Stated task: Can you write the next part of the video posedata notebook, starting right after its bokeh.models import?
------ Source extract ------
## A notebook for exploring video posedata

**Intended use:** the user selects a video that is accompanied by already extracted posedata in a .json file. The notebook provides visualizations that summarize the quality and content of the poses extracted across all frames of the video, as well as armature plots of the detected poses in a selected frame. These can be viewed separately from the source video and even animated.

Note that at present, this only works with .json output files generated via the Open PifPaf command-line tools.

In [None]:
from datetime import datetime, timedelta
from pathlib import Path
from time import sleep

from bokeh.io import output_notebook
from bokeh.layouts import column, row
from bokeh.models import (
    DatetimeTickFormatter,
    Range1d,
    LinearAxis,
    Slider,
    Div,
    TapTool,
    CrosshairTool,
    Button,
    Toggle,
)
------ Data lines ------
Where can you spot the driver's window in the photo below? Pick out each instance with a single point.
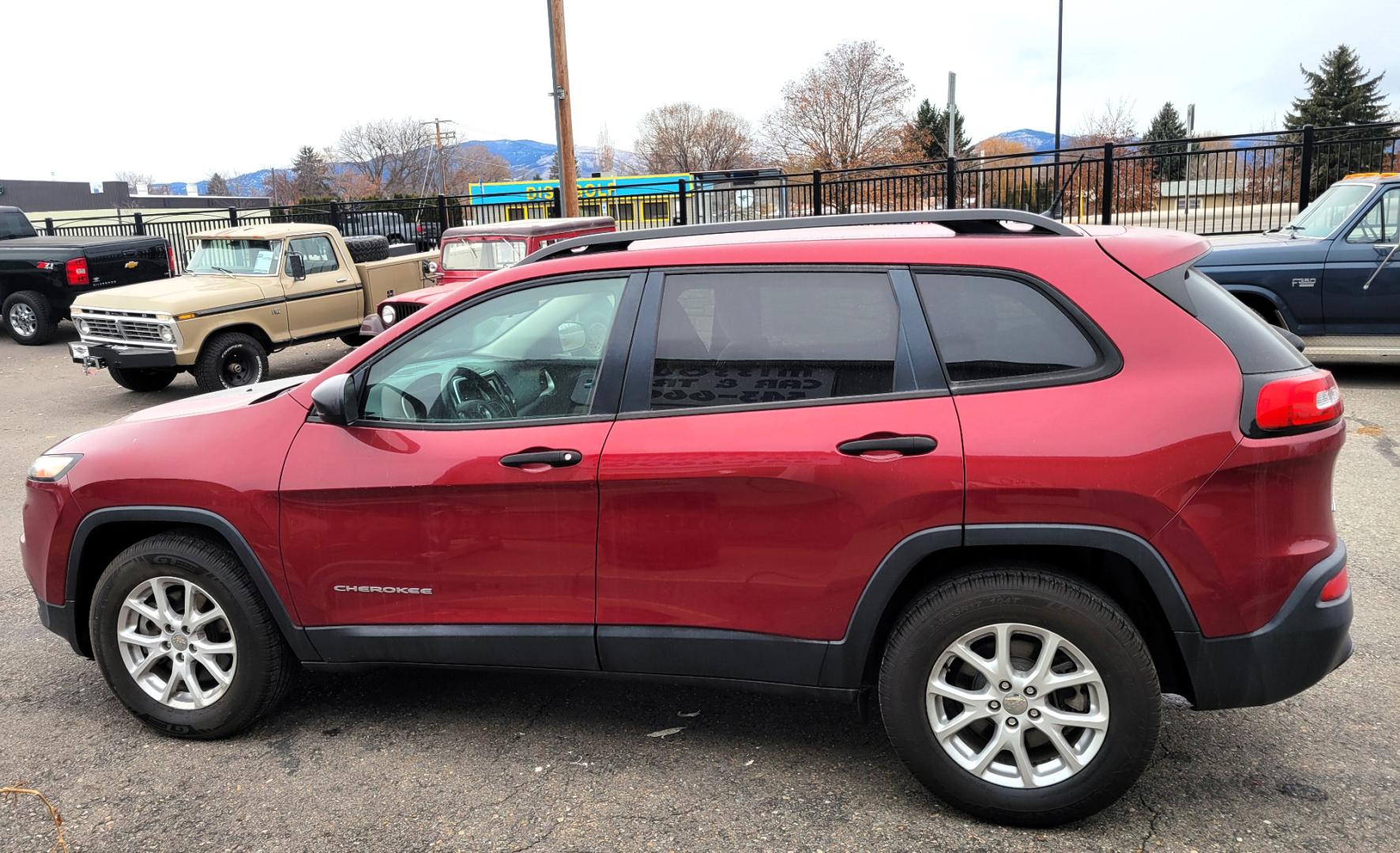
(1381, 222)
(525, 355)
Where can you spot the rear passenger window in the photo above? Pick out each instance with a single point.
(993, 328)
(728, 340)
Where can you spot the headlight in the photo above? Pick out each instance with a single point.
(51, 467)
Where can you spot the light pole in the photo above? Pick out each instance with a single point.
(1059, 80)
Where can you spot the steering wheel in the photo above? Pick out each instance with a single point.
(471, 396)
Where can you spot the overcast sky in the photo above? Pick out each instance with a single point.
(178, 90)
------
Expected answer:
from bokeh.models.widgets.inputs import Select
from bokeh.plotting import figure, show
from bokeh.themes import Theme
import cv2
from IPython.display import HTML, display
from ipywidgets import Dropdown, Layout
import jsonlines
import numpy as np
from PIL import Image, ImageDraw


### Build and display the video/posedata selector widget

**Important:** for a video to appear in the dropdown menu, the video and its posedata output file must be present at the path specified in `source_data_folder`, which is by default the folder containing this notebook. The names of the matched video and posedata files should be identical, other than that the posedata file will have .openpifpaf.json appended to the name of the video file.

In [None]:
source_data_folder = Path.cwd()


def get_available_videos(data_folder):
    """Available videos will be limited to those with a .json and matching video (.mp4, .avi, etc)
    file in a predefined directory (the notebook's running directory, for now)"""
    available_json_files = list(data_folder.glob("*.json"))
    available_video_files = (
        p.resolve()
        for p in Path(data_folder).glob("*")
        if p.suffix in {".avi", ".mp4", ".mov", ".mkv", ".webm"}
        and "openpifpaf" not in p.name
    )
    available_json = [
        json_file.stem.split(".")[0] for json_file in available_json_files
    ]

    available_videos = []

    for video_name in available_video_files:
        if video_name.stem.split(".")[0] in available_json:
            available_videos.append(video_name.name)

    return available_videos


select_msg = (
    "<style>.widget-label { min-width: 20ex !important; }</style>"
    "<body><p>Please select the video to explore from the dropdown list. To be available in the list, "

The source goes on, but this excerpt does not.